> _TEXT BLOCK_

On Oct 31, 2007, at 1:18 AM, Murat Knecht wrote:
Yes I am, (master and child 1 running on the same machine).
But knowing the oversubscribing issue, I am using
mpi_yield_when_idle which should fix precisely this problem, right?
It won't *fix* the problem -- you're still oversubscribing the nodes,
so things will run slowly. But it should help, in that the processes
will yield regularly.
Yes. I meant "solving the blocking problem by letting others get some
CPU time" by "fix".
I did give both machines multiple slots, so OpenMPI
"knows" that the possibility for more oversubscription may arise.

> _ACTIVITY 1_
In the OpenMPI oversubscription thread, what setting does Murat Knecht say he is using to address the oversubscribing issue?
> _ACTIVITY 2_
Write the next part of the OpenMPI oversubscription thread, starting after its last line.
The entries that follow have no connection to the OpenMPI thread above.

Stored data entries:

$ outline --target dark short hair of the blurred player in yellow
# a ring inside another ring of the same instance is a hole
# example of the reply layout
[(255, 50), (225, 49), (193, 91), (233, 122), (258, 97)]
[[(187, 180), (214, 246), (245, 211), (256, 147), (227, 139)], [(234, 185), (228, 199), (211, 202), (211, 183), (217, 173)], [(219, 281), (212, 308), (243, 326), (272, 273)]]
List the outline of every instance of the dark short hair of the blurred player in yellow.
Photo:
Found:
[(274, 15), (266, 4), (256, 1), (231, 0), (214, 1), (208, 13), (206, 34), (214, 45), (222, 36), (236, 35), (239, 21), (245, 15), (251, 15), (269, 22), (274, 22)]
* * *
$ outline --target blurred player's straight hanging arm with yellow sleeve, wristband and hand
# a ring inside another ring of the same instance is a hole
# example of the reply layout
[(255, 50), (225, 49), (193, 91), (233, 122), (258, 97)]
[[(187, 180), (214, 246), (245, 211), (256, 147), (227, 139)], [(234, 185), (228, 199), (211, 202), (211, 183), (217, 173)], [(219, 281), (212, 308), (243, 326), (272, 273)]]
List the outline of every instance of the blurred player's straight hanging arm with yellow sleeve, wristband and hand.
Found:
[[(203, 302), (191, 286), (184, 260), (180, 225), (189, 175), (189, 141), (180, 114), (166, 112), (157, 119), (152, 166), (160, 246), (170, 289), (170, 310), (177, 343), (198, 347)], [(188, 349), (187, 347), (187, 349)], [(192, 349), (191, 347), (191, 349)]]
---
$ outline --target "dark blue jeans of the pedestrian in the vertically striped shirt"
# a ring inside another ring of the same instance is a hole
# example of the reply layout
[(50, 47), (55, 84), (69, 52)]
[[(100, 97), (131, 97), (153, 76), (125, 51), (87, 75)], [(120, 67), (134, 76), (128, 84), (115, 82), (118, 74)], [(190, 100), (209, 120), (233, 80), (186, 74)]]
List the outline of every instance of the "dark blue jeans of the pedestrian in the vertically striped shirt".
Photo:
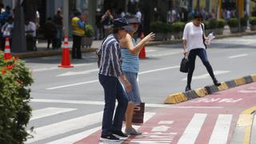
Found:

> _FINAL ANSWER 1_
mpi_yield_when_idle

> _FINAL ANSWER 2_
I'm not sure what you mean by this -- you should not "lie" to OMPI
and tell it that it has more slots than it physically does. But keep
in mind that, as I described in my first mail, OMPI does not
currently re-compute the number of processes on a host as you spawn
(which can lead to the oversubscription problem). If you're
explicitly setting yield_when_idle, that *may* help, but we may or
may not be explicitly propoagating that value to spawned
processes... I'll have to check.
In the hostfile I specified for each host the number of physically
available cores. Together with the "yield" setting I hoped the
oversubscription would be recognised even if the "oversubscribing"
processes are dynamically started.